## Task details
Filter the material below down to the lines containing the word "monument".
════════
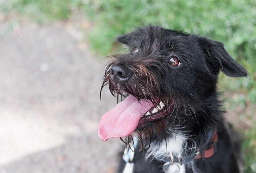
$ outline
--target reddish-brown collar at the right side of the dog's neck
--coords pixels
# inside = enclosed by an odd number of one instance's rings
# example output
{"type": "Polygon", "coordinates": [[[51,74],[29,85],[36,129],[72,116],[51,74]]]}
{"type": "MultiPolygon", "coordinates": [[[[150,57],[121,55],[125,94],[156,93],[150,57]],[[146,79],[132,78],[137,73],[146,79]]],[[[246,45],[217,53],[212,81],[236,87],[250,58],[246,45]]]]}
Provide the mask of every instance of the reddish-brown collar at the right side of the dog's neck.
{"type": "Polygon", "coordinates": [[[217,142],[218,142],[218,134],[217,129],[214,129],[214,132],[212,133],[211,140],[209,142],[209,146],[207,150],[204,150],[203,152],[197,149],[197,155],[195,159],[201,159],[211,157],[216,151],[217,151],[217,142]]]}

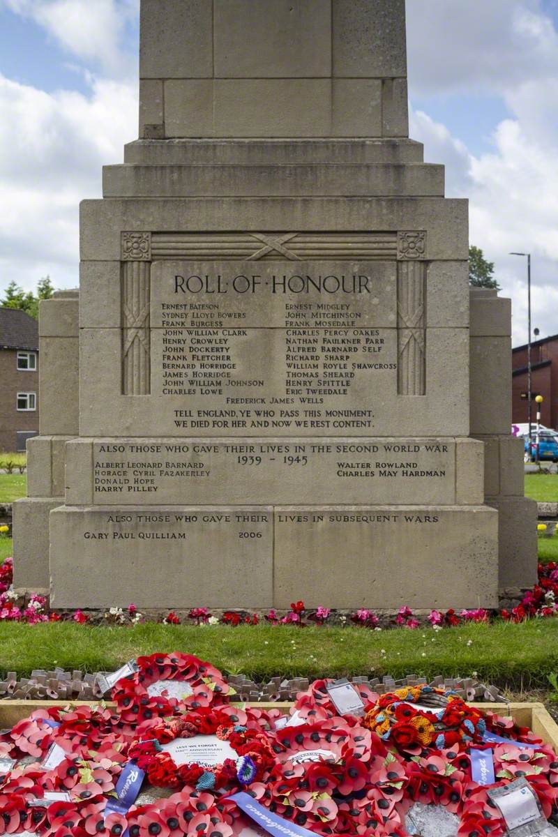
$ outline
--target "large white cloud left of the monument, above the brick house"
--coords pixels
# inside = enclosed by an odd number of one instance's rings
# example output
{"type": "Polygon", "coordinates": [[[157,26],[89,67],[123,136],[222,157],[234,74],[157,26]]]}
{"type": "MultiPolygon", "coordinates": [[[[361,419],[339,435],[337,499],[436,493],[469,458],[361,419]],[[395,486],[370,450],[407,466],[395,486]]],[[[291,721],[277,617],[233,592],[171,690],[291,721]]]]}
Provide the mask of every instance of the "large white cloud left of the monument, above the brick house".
════════
## Solution
--target "large white cloud left of the monument, above the brick house"
Provide the mask of every instance of the "large white cloud left of the monument, above the brick house".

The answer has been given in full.